> Provided data

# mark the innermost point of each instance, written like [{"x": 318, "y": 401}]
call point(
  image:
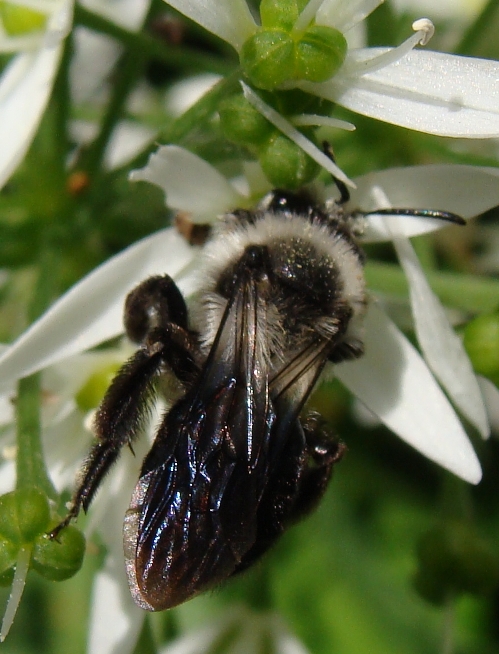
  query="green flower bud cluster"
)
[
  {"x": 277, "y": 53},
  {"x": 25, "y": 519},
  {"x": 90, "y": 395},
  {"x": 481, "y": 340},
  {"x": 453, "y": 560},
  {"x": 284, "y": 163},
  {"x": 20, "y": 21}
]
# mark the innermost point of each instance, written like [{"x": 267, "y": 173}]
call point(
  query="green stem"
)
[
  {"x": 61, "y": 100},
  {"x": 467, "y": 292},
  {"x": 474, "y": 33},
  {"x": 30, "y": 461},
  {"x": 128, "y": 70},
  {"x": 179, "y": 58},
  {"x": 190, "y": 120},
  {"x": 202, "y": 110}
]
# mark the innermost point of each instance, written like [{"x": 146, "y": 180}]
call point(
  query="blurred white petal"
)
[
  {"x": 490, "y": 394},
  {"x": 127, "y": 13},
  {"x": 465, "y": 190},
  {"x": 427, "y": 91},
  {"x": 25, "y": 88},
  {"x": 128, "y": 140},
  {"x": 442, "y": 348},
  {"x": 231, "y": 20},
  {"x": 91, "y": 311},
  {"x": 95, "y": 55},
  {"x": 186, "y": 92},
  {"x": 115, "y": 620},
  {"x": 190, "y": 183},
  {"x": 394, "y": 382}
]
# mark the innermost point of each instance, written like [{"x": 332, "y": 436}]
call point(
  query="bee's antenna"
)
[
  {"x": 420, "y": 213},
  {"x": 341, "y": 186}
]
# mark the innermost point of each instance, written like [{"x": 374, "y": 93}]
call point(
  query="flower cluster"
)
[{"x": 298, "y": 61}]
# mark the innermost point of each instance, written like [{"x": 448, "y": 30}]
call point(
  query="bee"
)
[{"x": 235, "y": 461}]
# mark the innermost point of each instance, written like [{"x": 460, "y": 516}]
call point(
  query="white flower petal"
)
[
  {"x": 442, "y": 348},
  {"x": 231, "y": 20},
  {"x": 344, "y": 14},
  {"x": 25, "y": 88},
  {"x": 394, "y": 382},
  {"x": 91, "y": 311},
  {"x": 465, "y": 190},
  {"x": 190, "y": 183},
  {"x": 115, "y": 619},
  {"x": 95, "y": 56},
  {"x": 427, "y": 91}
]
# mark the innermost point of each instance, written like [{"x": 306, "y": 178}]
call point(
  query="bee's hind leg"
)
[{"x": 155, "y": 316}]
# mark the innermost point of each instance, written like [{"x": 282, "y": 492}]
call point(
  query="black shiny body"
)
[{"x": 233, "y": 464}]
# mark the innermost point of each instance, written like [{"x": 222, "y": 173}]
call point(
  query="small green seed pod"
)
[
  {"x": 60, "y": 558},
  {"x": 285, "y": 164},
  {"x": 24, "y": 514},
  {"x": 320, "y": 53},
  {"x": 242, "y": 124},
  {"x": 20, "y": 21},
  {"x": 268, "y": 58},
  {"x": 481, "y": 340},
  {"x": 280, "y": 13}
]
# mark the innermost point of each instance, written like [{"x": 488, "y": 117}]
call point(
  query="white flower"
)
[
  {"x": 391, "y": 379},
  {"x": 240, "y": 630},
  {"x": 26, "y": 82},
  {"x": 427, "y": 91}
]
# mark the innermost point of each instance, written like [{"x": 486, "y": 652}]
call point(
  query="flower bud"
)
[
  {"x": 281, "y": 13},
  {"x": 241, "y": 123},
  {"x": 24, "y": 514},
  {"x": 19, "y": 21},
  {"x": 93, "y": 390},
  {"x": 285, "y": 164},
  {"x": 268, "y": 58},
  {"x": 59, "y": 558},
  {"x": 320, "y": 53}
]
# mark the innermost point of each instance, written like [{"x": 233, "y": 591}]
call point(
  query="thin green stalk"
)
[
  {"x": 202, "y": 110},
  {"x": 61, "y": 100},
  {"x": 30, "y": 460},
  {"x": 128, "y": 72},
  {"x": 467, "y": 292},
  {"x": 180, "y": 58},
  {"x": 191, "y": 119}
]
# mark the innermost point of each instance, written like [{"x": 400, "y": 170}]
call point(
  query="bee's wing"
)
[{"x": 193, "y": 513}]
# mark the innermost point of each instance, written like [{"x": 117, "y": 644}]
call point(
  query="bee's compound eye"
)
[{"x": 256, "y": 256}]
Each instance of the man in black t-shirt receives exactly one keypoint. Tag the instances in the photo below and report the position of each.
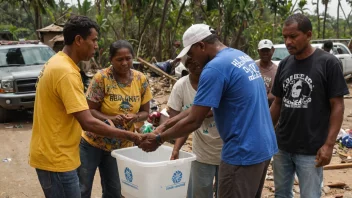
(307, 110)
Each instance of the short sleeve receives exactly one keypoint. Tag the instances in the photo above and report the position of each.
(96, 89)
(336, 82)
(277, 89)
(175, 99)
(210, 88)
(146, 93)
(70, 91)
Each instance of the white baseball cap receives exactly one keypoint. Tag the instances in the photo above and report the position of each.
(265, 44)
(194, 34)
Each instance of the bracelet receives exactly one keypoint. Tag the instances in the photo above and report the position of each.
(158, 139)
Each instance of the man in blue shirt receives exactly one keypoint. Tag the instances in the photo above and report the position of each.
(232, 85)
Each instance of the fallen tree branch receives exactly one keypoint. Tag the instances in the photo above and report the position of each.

> Task objective
Quote exactly the lines from the one that contains "Each instance of the man in black" through the end of the listing above, both ends included, leaving out the pictures.

> Exercise answer
Each instance of the man in black t-shirt receives exactly one keypoint. Tag the instances in the photo below and report the position of each.
(307, 110)
Each instance of the short sleeve receives exactly one keypoint. Tag the instances in the photo above and report the position of each.
(96, 89)
(336, 82)
(277, 89)
(175, 99)
(210, 88)
(146, 93)
(70, 91)
Each instance of the white baseball cap receives exactly one keypoint. Tag the instances in the photo above and report the position of each.
(265, 44)
(194, 34)
Each instance of the bracelet receives exactly one keypoint. Tag the instances in the photo above and report the position of each.
(158, 139)
Each instance of the man in blue shirt receives exactly one keypoint. Tag the instances in the photo above and report the position of each.
(232, 85)
Each instance of the fallen tree branch receives exactly one keypoint. Tag the instances in the photo above and report the position of each.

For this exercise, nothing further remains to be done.